[Dataset records Boundary: Start]

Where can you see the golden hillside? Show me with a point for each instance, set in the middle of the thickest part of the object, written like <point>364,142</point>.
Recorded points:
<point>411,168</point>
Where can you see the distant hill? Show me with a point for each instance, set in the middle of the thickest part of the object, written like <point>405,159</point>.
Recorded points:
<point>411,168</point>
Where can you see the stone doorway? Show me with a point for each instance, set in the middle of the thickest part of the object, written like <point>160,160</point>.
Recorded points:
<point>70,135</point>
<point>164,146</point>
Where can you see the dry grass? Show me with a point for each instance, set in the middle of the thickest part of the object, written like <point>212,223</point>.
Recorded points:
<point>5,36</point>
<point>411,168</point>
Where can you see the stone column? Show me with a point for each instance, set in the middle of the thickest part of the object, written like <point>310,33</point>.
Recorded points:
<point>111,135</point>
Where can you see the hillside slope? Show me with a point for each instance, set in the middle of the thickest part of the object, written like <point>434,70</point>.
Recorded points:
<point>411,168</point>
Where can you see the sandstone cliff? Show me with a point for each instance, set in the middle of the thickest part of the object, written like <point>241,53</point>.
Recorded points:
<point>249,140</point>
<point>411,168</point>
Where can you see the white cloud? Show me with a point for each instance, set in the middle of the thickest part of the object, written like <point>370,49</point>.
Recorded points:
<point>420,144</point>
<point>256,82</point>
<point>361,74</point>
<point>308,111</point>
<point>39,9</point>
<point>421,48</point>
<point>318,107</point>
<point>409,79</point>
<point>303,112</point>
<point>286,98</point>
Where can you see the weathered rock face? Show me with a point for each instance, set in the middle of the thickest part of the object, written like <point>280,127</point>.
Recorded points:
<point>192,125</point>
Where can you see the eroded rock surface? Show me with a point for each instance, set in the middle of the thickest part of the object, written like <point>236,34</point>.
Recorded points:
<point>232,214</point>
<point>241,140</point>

[Dataset records Boundary: End]

= Your instructions =
Restate the data above word for word, omitting nothing.

= Exercise result =
Where can you see the golden hillside? Show me with a point for each instance, set in the middle of the thickest part of the object, written like <point>364,142</point>.
Recorded points:
<point>411,168</point>
Where can you see the distant hill? Show me with a point for each instance, set in the middle of the thickest part of the object, written like <point>405,159</point>.
Recorded points:
<point>411,168</point>
Where can you see the stone doorway? Show me with a point for each instance, set in the middle of the thickest part of the object, written like <point>160,160</point>.
Recorded points:
<point>70,135</point>
<point>164,146</point>
Where can you see the dry grass? Show me with a point for each instance, set in the middle of the thickest part of the object, written like <point>212,223</point>.
Recorded points:
<point>5,36</point>
<point>411,168</point>
Where can you see the stone column? Show me with a point for each instance, set in the middle of the thickest part of the object, written like <point>310,33</point>.
Recorded points:
<point>111,135</point>
Where can you see the hillside slope? Show me with a point for each instance, set in the middle of the thickest part of the object, written like <point>434,70</point>.
Recorded points:
<point>411,168</point>
Where can you see the sandstone cliff? Show me with a point for each instance, set in the middle of the thickest part of the object, written like <point>241,53</point>.
Recorded points:
<point>249,140</point>
<point>411,168</point>
Where can you see the white cloud? Show me with a point for each instance, set in the middle of the thickest part of the object, written like <point>370,49</point>.
Recorded points:
<point>420,144</point>
<point>256,82</point>
<point>361,74</point>
<point>308,111</point>
<point>39,9</point>
<point>421,48</point>
<point>318,107</point>
<point>409,79</point>
<point>303,112</point>
<point>286,98</point>
Where can you see the weathered rock face? Show me with a point for each instance, set in the middle of the thickest part of the object, written like <point>280,127</point>.
Recorded points:
<point>192,125</point>
Where can you see the eroded rock surface? Show me with a point for each instance, set in the middle of the thickest part of the object, written like <point>236,34</point>.
Recorded points:
<point>232,214</point>
<point>241,140</point>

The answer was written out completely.